_Trecho do documento_:
################

Uma coisa do demônio (?)
Certa vez, numa aula sobre acentuação
gráfica, tive a infeliz sorte (ou não) de escrever na lousa a palavra candomblé como exemplo de oxítona
terminada em “e”. Bem não terminei a escrita, que o fiz de forma didática,
dividindo-a em sílabas (can-dom-blé),
uma inesperada comoção se sucedeu em sala.
A maior parte dos alunos estava
visivelmente horrorizada. Pancadinhas com as costas da mão fechada nas
carteiras; beijos a crucifixos; e sinal da cruz repetidas vezes. Por um momento
pensei que algo de muito grave teria acontecido. Mas logo me dei conta da razão
da ingênua insubordinação: a palavra candomblé.
“Credo, professor, isso é coisa do
demônio!”. Quase uníssono.
A palavra candomblé é a forma
aportuguesada de kandombele de origem
africana que significa pequena casa de iniciação de negros (ka=diminutivo;
nzo=casa; ndombe=negro; mbele=criado/nascido) ou casa de dança dos negros. No
Brasil de hoje também designa religião de matriz africana e/ou o próprio culto
desta religião.
Particularmente, eu gosto da palavra por
ser uma trissílaba, ainda que não estivesse pensado nela durante a busca por
exemplos. Didaticamente, sempre gostei das trissílabas e polissílabas porque elas permitem melhor
demonstrar a posição da sílaba tônica e sua classificação: última (oxítona), penúltima (paroxítona) e antepenúltima (proparoxítona) a
partir da direita. Além de ser, no caso de candomblé, sonoramente perfeita.
Quase um poema inteiro.
Mas, naquele momento, a palavra escrita na lousa virou coisa do diabo. Diabo, do latim diabulus (espírito do mal e caluniador) e demônio, do grego daimon (gênio
da destruição) hoje em dia são quase sinônimos para designar aquilo que causa temor
nas pessoas. Talvez fosse esse o exato sentimento dos alunos em relação à
palavra candomblé. Tão somente uma palavra como tantas outras. Para mim era incompreensível
a tamanha rejeição que sofria, ainda mais de alunos/estudantes, numa módica aula sobre
acentuação gráfica.

################

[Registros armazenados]
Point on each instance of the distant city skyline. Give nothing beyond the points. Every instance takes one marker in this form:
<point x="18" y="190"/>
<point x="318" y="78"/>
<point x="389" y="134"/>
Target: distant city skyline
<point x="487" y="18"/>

################

_Lista de tarefas_:
[A] Responda com base no texto sobre a palavra candomblé:
(i) Que palavra foi escrita na lousa como exemplo de oxítona terminada em "e"?
(ii) O que significa kandombele, segundo o texto?
(iii) De que língua e de que palavra vem "demônio"?
[B] Informe quantas linhas contêm a palavra "skyline".
As linhas acima não têm relação com o texto sobre a palavra candomblé.

_Respostas das tarefas_:
[A]
(i) Candomblé.
(ii) Pequena casa de iniciação de negros, ou casa de dança dos negros.
(iii) Do grego, da palavra daimon.

[B] 2